• **Exercise directions**: Extract all of the entries and set them down verbatim.

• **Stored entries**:
*-*-*
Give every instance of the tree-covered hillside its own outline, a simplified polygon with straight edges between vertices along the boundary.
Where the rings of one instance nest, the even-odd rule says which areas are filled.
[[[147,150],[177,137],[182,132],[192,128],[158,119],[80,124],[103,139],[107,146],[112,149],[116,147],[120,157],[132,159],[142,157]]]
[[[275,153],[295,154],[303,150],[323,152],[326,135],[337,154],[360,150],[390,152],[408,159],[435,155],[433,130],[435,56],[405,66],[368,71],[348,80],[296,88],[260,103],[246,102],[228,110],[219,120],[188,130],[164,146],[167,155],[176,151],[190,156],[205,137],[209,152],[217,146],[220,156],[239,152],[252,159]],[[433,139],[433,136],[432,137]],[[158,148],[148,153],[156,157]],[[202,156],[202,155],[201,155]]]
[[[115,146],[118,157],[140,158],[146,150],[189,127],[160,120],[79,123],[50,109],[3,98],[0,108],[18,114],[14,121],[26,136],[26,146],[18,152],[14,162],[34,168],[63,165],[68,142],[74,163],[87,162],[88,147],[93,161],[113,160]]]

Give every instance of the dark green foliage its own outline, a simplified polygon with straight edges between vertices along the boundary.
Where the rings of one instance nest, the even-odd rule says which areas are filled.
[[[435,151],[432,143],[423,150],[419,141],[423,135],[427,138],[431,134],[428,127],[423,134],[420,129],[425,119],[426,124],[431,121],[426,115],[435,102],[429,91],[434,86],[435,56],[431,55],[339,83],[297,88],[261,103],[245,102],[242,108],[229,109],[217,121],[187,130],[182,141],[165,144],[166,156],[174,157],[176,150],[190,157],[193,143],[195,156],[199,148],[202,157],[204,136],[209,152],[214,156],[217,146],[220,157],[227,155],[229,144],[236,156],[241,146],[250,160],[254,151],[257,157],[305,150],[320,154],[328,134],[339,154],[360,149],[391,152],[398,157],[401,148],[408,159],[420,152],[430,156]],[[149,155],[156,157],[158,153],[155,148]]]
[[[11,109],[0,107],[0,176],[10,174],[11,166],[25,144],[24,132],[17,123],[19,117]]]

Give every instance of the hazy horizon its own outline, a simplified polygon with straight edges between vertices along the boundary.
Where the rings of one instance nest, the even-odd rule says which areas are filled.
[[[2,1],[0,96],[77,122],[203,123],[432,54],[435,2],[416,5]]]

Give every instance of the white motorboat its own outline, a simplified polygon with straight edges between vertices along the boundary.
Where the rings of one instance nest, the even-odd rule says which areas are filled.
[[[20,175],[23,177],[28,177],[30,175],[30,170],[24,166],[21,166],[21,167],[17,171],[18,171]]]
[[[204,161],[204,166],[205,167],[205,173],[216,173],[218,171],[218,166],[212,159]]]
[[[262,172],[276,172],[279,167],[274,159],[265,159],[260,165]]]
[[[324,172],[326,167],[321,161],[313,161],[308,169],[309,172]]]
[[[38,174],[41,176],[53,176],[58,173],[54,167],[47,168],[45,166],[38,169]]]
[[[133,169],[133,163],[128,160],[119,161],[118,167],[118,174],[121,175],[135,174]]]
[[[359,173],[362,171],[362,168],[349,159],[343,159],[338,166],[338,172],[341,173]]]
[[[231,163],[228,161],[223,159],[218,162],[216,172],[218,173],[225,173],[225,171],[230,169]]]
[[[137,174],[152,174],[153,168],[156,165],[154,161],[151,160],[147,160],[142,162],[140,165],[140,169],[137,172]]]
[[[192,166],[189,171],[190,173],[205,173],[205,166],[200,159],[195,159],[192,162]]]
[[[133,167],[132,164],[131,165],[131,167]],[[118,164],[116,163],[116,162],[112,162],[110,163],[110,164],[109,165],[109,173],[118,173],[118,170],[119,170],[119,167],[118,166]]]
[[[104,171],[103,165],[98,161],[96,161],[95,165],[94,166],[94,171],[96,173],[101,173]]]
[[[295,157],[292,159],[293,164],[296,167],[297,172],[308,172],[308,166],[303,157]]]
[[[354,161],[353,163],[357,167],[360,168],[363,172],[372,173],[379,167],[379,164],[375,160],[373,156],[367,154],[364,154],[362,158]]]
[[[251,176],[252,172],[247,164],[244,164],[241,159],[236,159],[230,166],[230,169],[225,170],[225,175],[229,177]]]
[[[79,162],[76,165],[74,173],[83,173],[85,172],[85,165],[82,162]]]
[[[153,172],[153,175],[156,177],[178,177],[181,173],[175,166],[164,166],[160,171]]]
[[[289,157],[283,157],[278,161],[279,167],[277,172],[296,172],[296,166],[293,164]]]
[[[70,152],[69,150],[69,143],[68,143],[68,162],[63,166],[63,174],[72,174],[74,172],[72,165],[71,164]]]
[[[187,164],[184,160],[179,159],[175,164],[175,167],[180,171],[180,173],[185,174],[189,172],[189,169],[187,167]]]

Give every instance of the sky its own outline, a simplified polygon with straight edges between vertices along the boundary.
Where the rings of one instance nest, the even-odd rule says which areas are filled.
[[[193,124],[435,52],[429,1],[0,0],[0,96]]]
*-*-*
• **Answer to the exercise**:
Give every instance of the tree-covered hillside its own outline, a simplified polygon with straight edges between vertices along the boundary.
Where the rings of one instance nest, the even-odd rule says which areas are filled.
[[[147,150],[177,137],[182,132],[192,128],[158,119],[80,124],[103,139],[107,146],[112,149],[116,147],[120,157],[132,159],[142,157]]]
[[[275,153],[295,154],[303,150],[323,152],[326,135],[337,154],[360,150],[390,152],[408,159],[435,155],[433,130],[435,56],[405,66],[368,71],[348,80],[296,88],[260,103],[246,102],[228,110],[219,120],[188,130],[164,146],[167,155],[176,151],[190,156],[205,137],[209,152],[217,146],[220,156],[239,152],[252,159]],[[433,139],[433,136],[432,137]],[[158,148],[148,153],[156,157]],[[202,156],[202,155],[201,155]]]
[[[115,146],[118,157],[140,158],[146,150],[189,127],[160,120],[79,123],[50,109],[3,98],[0,108],[18,114],[14,121],[26,136],[26,146],[18,152],[14,162],[34,168],[63,165],[68,142],[74,163],[87,162],[88,147],[93,161],[113,160]]]

Give every instance of the dark green foliage its own outline, a simplified polygon with straight edges between vertices along the boundary.
Where the rings of one instance nest, the even-odd rule says which areas are filled.
[[[435,151],[432,143],[423,150],[419,141],[423,135],[427,138],[431,134],[428,127],[423,134],[420,129],[425,119],[426,124],[431,121],[426,115],[435,102],[429,91],[434,86],[435,56],[431,55],[339,83],[297,88],[261,103],[245,102],[242,108],[229,109],[217,121],[187,130],[182,141],[165,144],[166,156],[174,157],[176,150],[190,157],[193,143],[195,156],[199,148],[202,157],[204,136],[209,152],[214,156],[217,146],[220,157],[227,155],[229,144],[236,156],[241,146],[250,160],[254,151],[257,157],[305,150],[320,154],[328,134],[339,154],[360,149],[391,152],[398,157],[401,148],[408,159],[420,152],[430,156]],[[149,155],[156,157],[158,153],[155,148]]]
[[[11,109],[0,107],[0,176],[10,174],[11,166],[25,144],[24,132],[17,123],[19,117]]]

Give every instance of the hazy horizon its own outline, a simplified polygon with straight edges between vertices along the boundary.
Where the rings of one instance nest, the even-odd rule says which areas are filled.
[[[2,1],[0,96],[77,122],[203,123],[432,54],[435,2],[416,5]]]

Give every instance of the white motorboat its own outline, a simplified polygon with straight edges between vertices along the boundary.
Where the rings of one instance nest, the even-odd rule says which areas are filled.
[[[20,175],[23,177],[28,177],[30,175],[30,170],[24,166],[21,166],[21,167],[17,171],[18,171]]]
[[[204,161],[204,166],[205,167],[205,173],[216,173],[218,171],[218,166],[212,159]]]
[[[262,172],[276,172],[279,167],[274,159],[265,159],[260,165]]]
[[[324,172],[326,167],[321,161],[313,161],[308,169],[309,172]]]
[[[38,174],[41,176],[53,176],[58,173],[54,167],[47,168],[45,166],[38,169]]]
[[[133,169],[133,163],[128,160],[119,161],[118,167],[118,174],[121,175],[135,174]]]
[[[359,173],[362,171],[362,168],[349,159],[343,159],[338,166],[338,172],[341,173]]]
[[[231,163],[228,161],[223,159],[218,162],[216,172],[218,173],[225,173],[225,171],[230,169]]]
[[[137,174],[152,174],[153,168],[156,165],[154,161],[151,160],[147,160],[142,162],[140,165],[140,169],[137,172]]]
[[[192,166],[189,171],[190,173],[205,173],[205,166],[200,159],[195,159],[192,162]]]
[[[133,167],[132,164],[131,165],[131,167]],[[118,164],[116,163],[116,162],[112,162],[110,163],[110,164],[109,165],[109,173],[118,173],[118,170],[119,170],[119,167],[118,166]]]
[[[104,171],[103,165],[98,161],[96,161],[95,165],[94,166],[94,171],[96,173],[101,173]]]
[[[295,157],[292,159],[293,164],[296,167],[297,172],[308,172],[308,166],[303,157]]]
[[[354,161],[353,163],[357,167],[360,168],[363,172],[372,173],[379,167],[379,164],[375,160],[373,156],[367,154],[364,154],[362,158]]]
[[[251,176],[252,172],[247,164],[244,164],[241,159],[236,159],[230,166],[230,169],[225,170],[225,175],[229,177]]]
[[[79,162],[76,165],[74,173],[83,173],[85,172],[85,165],[82,162]]]
[[[153,172],[153,175],[156,177],[178,177],[181,173],[175,166],[164,166],[160,171]]]
[[[289,157],[283,157],[278,161],[279,167],[277,172],[296,172],[296,166],[293,164]]]
[[[70,152],[69,150],[69,143],[68,143],[68,162],[63,166],[63,174],[72,174],[74,172],[72,165],[71,164]]]
[[[187,164],[184,160],[179,159],[175,164],[175,167],[180,171],[180,173],[185,174],[189,172],[189,169],[187,167]]]

Give every instance of the sky its own outline, a simplified polygon with straight edges between vertices along the boundary.
Where the rings of one instance nest, the even-odd rule says which areas are filled.
[[[193,124],[435,52],[429,1],[0,0],[0,96]]]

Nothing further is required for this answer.